TASK INSTRUCTIONS — Reproduce word for word the part of the material below that begins with the line containing "Goal: Detect the red jacket" and ends with the line containing "xmin=264 ymin=120 xmax=288 ymax=147", including both of those lines and nothing else.

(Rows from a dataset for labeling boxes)
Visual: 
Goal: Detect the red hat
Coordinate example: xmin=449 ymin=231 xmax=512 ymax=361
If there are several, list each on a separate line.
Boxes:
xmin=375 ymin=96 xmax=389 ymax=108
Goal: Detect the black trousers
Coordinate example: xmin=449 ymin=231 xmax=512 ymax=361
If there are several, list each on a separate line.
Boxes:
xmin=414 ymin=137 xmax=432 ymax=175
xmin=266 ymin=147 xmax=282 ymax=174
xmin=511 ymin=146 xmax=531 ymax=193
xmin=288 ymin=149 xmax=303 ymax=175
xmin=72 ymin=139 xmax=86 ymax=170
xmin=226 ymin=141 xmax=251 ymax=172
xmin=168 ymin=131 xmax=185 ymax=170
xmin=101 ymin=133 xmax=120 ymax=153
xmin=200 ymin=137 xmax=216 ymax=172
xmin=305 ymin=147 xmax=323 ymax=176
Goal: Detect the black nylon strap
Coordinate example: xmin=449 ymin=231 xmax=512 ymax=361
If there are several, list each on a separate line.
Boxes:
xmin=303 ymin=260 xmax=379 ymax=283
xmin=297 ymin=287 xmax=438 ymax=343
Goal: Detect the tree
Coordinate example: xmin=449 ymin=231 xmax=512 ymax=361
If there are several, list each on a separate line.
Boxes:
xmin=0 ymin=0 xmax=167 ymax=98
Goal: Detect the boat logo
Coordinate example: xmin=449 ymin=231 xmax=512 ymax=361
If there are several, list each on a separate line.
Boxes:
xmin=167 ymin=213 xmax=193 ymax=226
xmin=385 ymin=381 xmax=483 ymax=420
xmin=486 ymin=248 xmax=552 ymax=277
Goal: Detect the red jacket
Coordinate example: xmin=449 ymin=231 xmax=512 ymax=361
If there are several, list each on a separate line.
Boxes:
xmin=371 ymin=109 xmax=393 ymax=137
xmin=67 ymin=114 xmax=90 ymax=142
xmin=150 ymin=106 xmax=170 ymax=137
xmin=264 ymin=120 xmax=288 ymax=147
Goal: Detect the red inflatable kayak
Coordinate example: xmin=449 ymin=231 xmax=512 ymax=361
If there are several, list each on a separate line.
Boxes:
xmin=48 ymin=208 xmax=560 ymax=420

ANSWER IN FULL —
Goal: Detect the red jacket
Coordinate example: xmin=449 ymin=231 xmax=512 ymax=361
If there are several, list each on a separate line.
Boxes:
xmin=371 ymin=109 xmax=393 ymax=137
xmin=67 ymin=114 xmax=90 ymax=142
xmin=150 ymin=106 xmax=170 ymax=137
xmin=264 ymin=120 xmax=288 ymax=147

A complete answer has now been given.